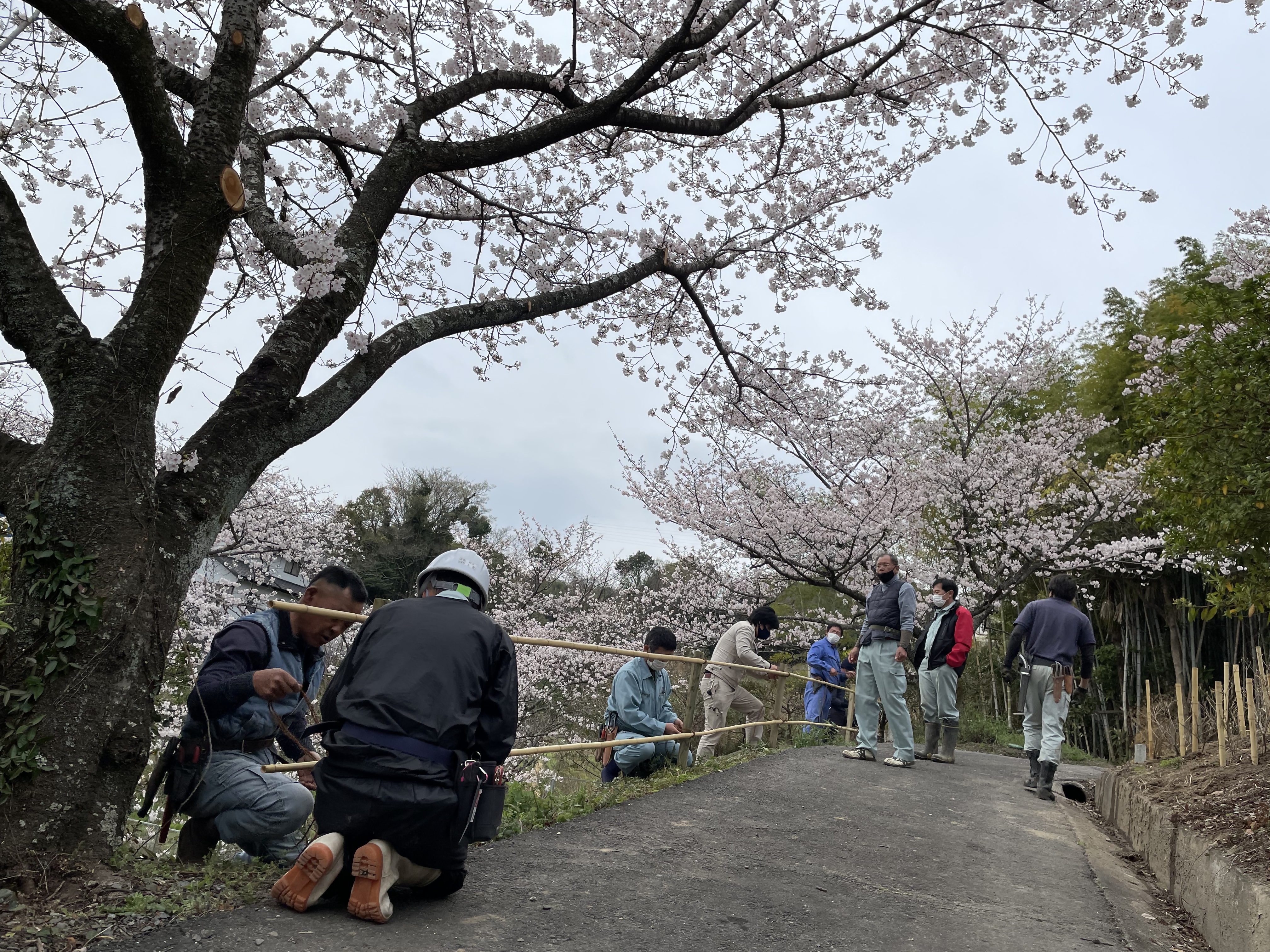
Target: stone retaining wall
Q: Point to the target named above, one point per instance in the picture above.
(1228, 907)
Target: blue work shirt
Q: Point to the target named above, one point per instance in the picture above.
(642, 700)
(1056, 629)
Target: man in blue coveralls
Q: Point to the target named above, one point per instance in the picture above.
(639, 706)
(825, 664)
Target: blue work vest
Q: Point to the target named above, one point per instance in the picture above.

----------------

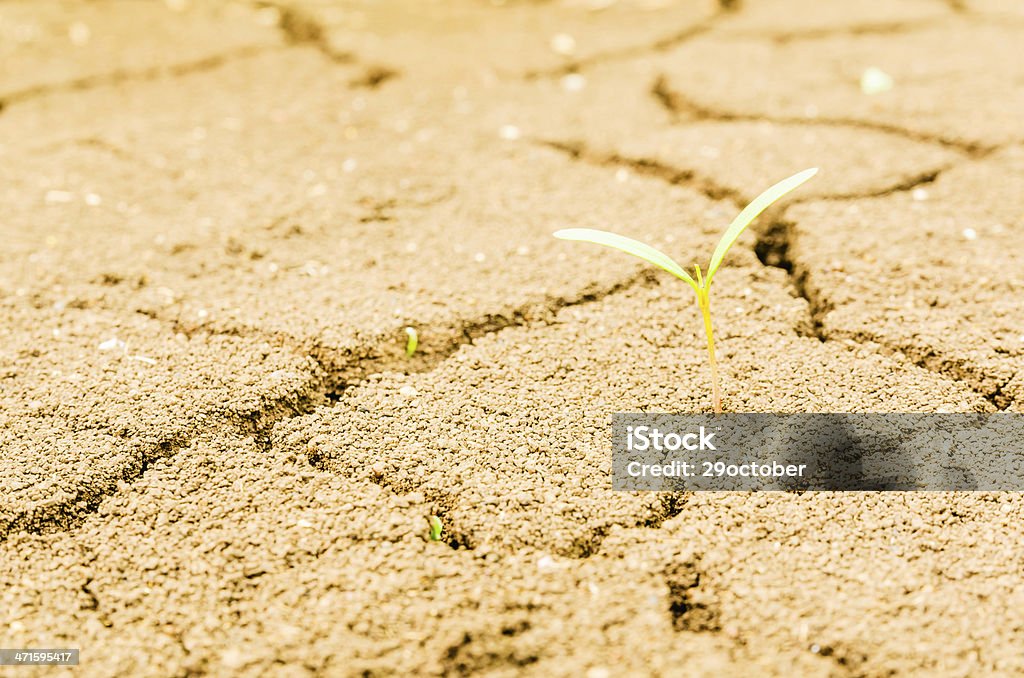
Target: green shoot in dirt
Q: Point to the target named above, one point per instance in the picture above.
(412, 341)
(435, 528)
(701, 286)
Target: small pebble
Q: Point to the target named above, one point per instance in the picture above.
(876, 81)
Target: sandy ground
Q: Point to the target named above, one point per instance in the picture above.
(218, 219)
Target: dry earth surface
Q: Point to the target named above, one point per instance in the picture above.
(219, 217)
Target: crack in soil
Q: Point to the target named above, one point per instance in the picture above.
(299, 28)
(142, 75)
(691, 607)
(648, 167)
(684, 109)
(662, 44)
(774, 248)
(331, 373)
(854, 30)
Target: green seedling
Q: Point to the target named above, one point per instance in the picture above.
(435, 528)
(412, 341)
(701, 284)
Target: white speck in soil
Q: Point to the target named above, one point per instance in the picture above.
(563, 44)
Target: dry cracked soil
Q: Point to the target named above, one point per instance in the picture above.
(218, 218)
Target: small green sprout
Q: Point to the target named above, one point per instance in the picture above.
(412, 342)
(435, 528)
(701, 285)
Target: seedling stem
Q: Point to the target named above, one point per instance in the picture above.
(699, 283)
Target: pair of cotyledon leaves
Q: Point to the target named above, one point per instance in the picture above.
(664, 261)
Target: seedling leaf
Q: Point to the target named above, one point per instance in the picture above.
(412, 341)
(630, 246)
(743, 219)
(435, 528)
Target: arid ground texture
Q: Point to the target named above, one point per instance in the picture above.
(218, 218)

----------------

→ **Work to complete**:
Please copy the lines of the records word for word, starting with the line that contains "Target: stone retaining wall" and going on through the line that contains "(1056, 629)".

→ **Problem solution**:
Target: stone retaining wall
Q: Point to the target named above, one point per instance in the picture above.
(1228, 907)
Target: blue work shirt
Q: Point to the target named above, one point per instance in the picture above.
(642, 700)
(1056, 629)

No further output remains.